Do this |
Answer these from the page on model selection with ModelSpec:
1. For how many players is Salary missing?
2. What shape does Hitters have after dropna() is applied?
3. What does the method Stepwise.fixed_steps() do?

Model selection using ModelSpec

Model selection using ModelSpec#

In this lab we illustrate how to run forward stepwise model selection using the model specification capability of ModelSpec.

import numpy as np
import pandas as pd
from statsmodels.api import OLS
from ISLP import load_data
from ISLP.models import (ModelSpec,
                         Stepwise,
                         sklearn_selected)

Forward Selection#

We will apply the forward-selection approach to the Hitters data. We wish to predict a baseball player’s Salary on the basis of various statistics associated with performance in the previous year.

Hitters = load_data('Hitters')
np.isnan(Hitters['Salary']).sum()
59

We see that Salary is missing for 59 players. The dropna() method of data frames removes all of the rows that have missing values in any variable (by default — see Hitters.dropna?).

Hitters = Hitters.dropna()
Hitters.shape
(263, 20)

We first choose the best model using forward selection based on AIC. This score is not built in as a metric to sklearn. We therefore define a function to compute it ourselves, and use it as a scorer. By default, sklearn tries to maximize a score, hence our scoring function computes the negative AIC statistic.

def negAIC(estimator, X, Y):
    "Negative AIC"
    n, p = X.shape
    Yhat = estimator.predict(X)
    MSE = np.mean((Y - Yhat)**2)
    return n + n * np.log(MSE) + 2 * (p + 1)
    

We need to estimate the residual variance \(\sigma^2\), which is the first argument in our scoring function above. We will fit the biggest model, using all the variables, and estimate \(\sigma^2\) based on its MSE.

design = ModelSpec(Hitters.columns.drop('Salary')).fit(Hitters)
Y = np.array(Hitters['Salary'])
X = design.transform(Hitters)

Along with a score we need to specify the search strategy. This is done through the object Stepwise() in the ISLP.models package. The method Stepwise.first_peak() runs forward stepwise until any further additions to the model do not result in an improvement in the evaluation score. Similarly, the method Stepwise.fixed_steps() runs a fixed number of steps of stepwise search.

Dataset content |
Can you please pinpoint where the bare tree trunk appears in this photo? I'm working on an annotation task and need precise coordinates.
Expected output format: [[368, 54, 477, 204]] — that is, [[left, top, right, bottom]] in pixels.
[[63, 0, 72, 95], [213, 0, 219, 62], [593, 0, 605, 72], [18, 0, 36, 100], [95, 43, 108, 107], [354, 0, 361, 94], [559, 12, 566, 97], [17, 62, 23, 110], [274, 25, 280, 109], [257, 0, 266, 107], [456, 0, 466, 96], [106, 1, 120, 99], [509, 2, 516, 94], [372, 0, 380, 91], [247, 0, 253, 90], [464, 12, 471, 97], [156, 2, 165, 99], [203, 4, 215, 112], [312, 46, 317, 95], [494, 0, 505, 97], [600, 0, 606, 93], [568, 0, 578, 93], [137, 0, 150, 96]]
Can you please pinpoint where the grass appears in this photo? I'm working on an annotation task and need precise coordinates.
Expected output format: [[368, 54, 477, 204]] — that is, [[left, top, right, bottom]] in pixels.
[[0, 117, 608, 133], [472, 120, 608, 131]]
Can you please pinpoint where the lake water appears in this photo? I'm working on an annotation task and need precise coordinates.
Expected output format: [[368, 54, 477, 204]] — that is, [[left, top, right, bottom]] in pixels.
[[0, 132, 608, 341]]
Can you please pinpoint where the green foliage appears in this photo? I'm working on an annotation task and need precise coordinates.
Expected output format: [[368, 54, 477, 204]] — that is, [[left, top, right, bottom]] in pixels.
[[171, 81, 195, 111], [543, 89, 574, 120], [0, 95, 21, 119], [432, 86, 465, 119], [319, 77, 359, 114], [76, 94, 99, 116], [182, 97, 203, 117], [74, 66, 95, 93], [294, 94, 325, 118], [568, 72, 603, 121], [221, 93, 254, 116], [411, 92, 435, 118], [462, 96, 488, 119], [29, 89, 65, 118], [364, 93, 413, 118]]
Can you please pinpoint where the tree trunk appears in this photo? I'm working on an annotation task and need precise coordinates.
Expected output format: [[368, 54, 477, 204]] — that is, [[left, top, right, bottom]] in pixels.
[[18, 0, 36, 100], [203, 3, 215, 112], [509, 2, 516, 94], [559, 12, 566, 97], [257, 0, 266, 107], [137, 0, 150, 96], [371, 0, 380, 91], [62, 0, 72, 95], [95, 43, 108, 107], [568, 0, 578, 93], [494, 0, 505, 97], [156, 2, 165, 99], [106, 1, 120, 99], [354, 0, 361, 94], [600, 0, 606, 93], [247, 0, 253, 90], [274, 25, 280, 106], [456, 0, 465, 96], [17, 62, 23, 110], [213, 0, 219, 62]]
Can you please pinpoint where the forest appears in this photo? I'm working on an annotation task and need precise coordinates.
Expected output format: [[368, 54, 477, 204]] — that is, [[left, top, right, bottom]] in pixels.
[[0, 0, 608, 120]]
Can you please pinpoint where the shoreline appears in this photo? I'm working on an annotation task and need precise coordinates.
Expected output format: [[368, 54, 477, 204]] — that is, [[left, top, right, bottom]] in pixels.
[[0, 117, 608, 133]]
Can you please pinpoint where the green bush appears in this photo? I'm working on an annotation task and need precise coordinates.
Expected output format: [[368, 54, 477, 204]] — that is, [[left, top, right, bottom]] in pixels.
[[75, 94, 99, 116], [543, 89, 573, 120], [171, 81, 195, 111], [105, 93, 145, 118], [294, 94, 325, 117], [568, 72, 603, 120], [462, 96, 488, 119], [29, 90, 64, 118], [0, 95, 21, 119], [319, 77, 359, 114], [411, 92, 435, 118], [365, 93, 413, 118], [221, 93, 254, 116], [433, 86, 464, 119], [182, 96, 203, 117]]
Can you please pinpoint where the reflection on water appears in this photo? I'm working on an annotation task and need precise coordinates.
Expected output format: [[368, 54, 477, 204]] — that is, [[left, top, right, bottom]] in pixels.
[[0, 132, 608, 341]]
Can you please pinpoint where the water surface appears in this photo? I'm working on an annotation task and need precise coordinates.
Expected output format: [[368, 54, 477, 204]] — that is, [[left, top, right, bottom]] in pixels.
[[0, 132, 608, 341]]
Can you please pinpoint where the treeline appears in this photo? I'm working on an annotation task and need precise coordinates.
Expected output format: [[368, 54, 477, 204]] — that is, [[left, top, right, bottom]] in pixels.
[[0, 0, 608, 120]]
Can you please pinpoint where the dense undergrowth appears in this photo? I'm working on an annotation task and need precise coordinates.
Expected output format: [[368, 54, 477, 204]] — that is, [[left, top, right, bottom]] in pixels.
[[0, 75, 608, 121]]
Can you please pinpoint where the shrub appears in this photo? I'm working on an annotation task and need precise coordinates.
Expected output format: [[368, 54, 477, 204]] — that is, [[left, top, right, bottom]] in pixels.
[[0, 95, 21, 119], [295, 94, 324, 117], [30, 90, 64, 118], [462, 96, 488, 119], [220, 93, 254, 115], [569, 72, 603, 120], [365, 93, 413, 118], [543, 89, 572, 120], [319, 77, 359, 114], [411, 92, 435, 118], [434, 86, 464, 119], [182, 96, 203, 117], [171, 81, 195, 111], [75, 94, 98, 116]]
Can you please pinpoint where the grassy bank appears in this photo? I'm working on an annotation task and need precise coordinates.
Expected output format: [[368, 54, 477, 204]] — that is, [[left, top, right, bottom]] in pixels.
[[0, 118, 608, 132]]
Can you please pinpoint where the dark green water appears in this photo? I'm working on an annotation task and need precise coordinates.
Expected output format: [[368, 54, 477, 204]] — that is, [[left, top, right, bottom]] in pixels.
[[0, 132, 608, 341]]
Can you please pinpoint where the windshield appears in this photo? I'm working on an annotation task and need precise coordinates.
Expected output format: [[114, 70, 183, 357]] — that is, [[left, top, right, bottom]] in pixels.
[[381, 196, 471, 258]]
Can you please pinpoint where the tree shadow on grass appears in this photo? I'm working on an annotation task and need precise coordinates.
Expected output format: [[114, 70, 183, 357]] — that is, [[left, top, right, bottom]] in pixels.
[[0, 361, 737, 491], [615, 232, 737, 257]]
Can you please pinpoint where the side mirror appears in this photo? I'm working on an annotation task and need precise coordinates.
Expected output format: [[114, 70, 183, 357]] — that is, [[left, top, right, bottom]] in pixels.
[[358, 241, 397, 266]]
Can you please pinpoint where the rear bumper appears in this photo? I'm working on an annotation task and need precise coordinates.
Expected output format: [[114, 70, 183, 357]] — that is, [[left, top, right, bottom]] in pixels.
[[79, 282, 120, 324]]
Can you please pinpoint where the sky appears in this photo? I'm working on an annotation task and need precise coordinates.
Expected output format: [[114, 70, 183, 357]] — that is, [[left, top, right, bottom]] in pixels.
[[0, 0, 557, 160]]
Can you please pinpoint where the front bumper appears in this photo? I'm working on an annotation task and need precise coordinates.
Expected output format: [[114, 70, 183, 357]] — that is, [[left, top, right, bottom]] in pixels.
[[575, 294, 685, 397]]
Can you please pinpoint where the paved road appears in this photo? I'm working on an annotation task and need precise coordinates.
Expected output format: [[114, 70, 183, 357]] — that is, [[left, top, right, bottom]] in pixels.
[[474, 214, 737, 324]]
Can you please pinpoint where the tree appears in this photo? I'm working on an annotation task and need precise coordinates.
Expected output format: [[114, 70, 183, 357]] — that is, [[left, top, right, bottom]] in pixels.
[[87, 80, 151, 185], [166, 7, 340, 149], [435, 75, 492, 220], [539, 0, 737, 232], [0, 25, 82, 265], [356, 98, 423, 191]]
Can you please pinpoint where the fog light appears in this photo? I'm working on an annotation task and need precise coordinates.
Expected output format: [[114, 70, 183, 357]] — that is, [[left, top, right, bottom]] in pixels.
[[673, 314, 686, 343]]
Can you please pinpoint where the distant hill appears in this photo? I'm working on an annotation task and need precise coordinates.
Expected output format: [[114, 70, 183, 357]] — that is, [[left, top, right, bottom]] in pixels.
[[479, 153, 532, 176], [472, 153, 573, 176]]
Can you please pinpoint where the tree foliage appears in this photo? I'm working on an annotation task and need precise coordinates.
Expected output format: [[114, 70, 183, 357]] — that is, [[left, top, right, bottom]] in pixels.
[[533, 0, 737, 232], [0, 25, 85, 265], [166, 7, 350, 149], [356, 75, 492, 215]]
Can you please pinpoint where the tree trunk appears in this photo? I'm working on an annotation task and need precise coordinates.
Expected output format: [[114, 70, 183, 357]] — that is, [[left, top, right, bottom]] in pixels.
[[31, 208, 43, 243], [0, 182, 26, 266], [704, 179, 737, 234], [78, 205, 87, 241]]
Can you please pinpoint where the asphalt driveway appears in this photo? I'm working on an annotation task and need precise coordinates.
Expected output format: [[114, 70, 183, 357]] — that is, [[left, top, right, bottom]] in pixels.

Right answer |
1. 59 players.
2. (263, 20)
3. It runs a fixed number of steps of stepwise search.